▶ **TASK GOAL**: Rewrite the listing below, changing every "Reviewer note" to "Checker note" and keeping everything else the same.

Rows from a pointing dataset
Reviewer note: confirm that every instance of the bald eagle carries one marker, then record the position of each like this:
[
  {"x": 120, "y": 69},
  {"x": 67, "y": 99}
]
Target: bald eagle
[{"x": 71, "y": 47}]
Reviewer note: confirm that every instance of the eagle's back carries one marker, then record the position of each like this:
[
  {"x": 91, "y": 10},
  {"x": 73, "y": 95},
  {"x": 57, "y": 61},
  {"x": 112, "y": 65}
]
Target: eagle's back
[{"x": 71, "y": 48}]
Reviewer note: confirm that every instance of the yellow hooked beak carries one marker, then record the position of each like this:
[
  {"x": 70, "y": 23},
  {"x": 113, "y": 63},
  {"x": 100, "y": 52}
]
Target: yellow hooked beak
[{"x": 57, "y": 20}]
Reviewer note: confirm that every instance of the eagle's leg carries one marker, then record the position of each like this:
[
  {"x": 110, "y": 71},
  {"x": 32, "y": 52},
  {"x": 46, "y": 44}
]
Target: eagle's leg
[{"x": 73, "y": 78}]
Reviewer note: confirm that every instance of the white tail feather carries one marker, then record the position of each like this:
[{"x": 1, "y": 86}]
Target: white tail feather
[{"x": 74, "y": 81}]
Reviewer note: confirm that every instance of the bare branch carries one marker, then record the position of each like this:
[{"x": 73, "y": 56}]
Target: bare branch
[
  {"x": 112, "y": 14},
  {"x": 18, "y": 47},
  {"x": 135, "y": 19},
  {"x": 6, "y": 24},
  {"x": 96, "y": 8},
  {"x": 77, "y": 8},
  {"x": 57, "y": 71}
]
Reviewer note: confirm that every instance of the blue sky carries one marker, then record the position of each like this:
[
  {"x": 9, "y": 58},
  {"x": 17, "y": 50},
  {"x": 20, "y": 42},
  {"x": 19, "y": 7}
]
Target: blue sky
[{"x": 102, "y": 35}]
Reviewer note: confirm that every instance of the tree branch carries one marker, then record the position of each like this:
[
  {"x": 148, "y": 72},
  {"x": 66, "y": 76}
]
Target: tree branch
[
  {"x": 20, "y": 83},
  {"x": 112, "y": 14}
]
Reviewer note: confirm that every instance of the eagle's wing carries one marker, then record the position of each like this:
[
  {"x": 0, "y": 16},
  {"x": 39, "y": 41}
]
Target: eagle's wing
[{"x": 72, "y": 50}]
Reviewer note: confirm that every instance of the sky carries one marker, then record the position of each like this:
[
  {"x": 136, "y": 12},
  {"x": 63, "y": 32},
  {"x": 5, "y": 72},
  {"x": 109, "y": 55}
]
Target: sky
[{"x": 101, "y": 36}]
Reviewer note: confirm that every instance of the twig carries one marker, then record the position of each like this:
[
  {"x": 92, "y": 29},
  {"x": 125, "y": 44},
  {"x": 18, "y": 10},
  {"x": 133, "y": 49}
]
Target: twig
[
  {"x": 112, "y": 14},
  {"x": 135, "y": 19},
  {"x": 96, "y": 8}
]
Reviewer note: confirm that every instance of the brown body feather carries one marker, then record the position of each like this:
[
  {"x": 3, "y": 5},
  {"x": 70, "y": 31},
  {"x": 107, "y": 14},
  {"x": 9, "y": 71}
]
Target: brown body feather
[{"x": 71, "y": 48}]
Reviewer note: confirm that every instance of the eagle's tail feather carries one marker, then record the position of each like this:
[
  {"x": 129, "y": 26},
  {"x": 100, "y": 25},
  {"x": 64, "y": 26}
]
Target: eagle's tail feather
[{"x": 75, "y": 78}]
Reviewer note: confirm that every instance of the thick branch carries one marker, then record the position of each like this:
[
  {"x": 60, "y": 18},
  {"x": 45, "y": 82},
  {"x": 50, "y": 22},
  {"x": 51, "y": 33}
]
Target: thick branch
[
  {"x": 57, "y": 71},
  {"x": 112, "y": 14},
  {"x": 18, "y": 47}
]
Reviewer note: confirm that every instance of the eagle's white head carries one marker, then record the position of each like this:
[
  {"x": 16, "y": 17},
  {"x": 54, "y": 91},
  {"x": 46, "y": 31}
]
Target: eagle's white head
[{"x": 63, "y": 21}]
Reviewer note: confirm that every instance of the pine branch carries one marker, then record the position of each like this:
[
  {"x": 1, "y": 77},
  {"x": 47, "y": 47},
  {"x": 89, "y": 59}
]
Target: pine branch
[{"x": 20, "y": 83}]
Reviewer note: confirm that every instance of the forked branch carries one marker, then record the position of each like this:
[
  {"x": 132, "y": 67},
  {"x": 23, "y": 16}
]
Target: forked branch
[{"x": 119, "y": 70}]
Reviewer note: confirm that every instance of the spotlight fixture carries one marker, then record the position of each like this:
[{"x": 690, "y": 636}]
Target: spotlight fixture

▶ **FULL RESPONSE**:
Checker note: confirm that every instance of the bald eagle carries one marker, then record the position of each like this:
[
  {"x": 120, "y": 69},
  {"x": 67, "y": 99}
]
Target: bald eagle
[{"x": 71, "y": 47}]
Checker note: confirm that every instance of the eagle's back carries one marker, then record the position of each like this:
[
  {"x": 91, "y": 10},
  {"x": 73, "y": 95},
  {"x": 57, "y": 61},
  {"x": 112, "y": 65}
]
Target: eagle's back
[{"x": 71, "y": 48}]
Checker note: confirm that every instance of the yellow hooked beak carries one marker, then record the position of each like this:
[
  {"x": 70, "y": 23},
  {"x": 113, "y": 63},
  {"x": 100, "y": 52}
]
Target: yellow hooked beak
[{"x": 57, "y": 20}]
Checker note: confirm that every instance of the eagle's leg carries one marker, then record the position of each like this:
[
  {"x": 110, "y": 71},
  {"x": 32, "y": 52},
  {"x": 46, "y": 44}
]
Target: eagle's leg
[{"x": 73, "y": 78}]
Checker note: confirm that every instance of the white tail feather carries one marker, then record the position of each like this:
[{"x": 1, "y": 86}]
Target: white tail feather
[{"x": 74, "y": 81}]
Checker note: confirm that every instance of the bare branch carries one marker, then record the position of each like this:
[{"x": 73, "y": 56}]
Target: bare branch
[
  {"x": 112, "y": 14},
  {"x": 18, "y": 47},
  {"x": 135, "y": 19},
  {"x": 6, "y": 24},
  {"x": 96, "y": 8},
  {"x": 77, "y": 8},
  {"x": 57, "y": 71}
]
Checker note: confirm that every instance of the blue sky carries one marker, then record the position of each like this:
[
  {"x": 9, "y": 58},
  {"x": 17, "y": 50},
  {"x": 20, "y": 42},
  {"x": 19, "y": 7}
]
Target: blue sky
[{"x": 102, "y": 35}]
Checker note: confirm that every instance of the tree branch carries one marker, then record the position of each like this:
[
  {"x": 148, "y": 72},
  {"x": 66, "y": 76}
]
Target: tree branch
[
  {"x": 20, "y": 83},
  {"x": 112, "y": 14}
]
Checker note: confirm that every instance of the eagle's wing carries one marker, then record the position of each like this:
[
  {"x": 0, "y": 16},
  {"x": 39, "y": 41}
]
Target: eagle's wing
[{"x": 72, "y": 50}]
Checker note: confirm that every instance of the sky carries one marker, then record the position of each like this:
[
  {"x": 136, "y": 12},
  {"x": 63, "y": 32},
  {"x": 5, "y": 72},
  {"x": 109, "y": 55}
]
Target: sky
[{"x": 101, "y": 36}]
Checker note: confirm that every instance of the twig carries one marker, then record the position of each like this:
[
  {"x": 92, "y": 29},
  {"x": 125, "y": 44},
  {"x": 18, "y": 10},
  {"x": 133, "y": 49}
]
Target: twig
[
  {"x": 112, "y": 14},
  {"x": 135, "y": 19},
  {"x": 96, "y": 8}
]
Checker note: confirm that every instance of the brown body feather carries one marker, then record the position of each like this:
[
  {"x": 3, "y": 5},
  {"x": 70, "y": 31},
  {"x": 107, "y": 14},
  {"x": 9, "y": 71}
]
Target: brown body feather
[{"x": 71, "y": 48}]
Checker note: confirm that every instance of the eagle's tail feather carries one marker, then record the position of each like this:
[
  {"x": 129, "y": 26},
  {"x": 100, "y": 25},
  {"x": 64, "y": 26}
]
Target: eagle's tail feather
[{"x": 75, "y": 78}]
Checker note: confirm that every instance of the thick branch carries one marker, then record the position of each like this:
[
  {"x": 60, "y": 18},
  {"x": 45, "y": 82},
  {"x": 50, "y": 22},
  {"x": 51, "y": 33}
]
Target: thick branch
[
  {"x": 57, "y": 71},
  {"x": 112, "y": 14},
  {"x": 18, "y": 47}
]
Checker note: confirm that every instance of the eagle's white head carries one marker, then record the position of each like this:
[
  {"x": 16, "y": 17},
  {"x": 54, "y": 91},
  {"x": 46, "y": 31}
]
Target: eagle's white head
[{"x": 63, "y": 21}]
Checker note: confirm that every instance of the pine branch carries one marker, then record the position of each like this:
[
  {"x": 1, "y": 77},
  {"x": 47, "y": 47},
  {"x": 89, "y": 59}
]
Target: pine branch
[{"x": 20, "y": 83}]
Checker note: confirm that every instance of the forked branch carries one marker, then record the position of each like this:
[
  {"x": 132, "y": 67},
  {"x": 23, "y": 16}
]
Target: forked branch
[{"x": 119, "y": 70}]
Checker note: confirm that every instance of the spotlight fixture carries one marker, then record the position of each like this:
[{"x": 690, "y": 636}]
Target: spotlight fixture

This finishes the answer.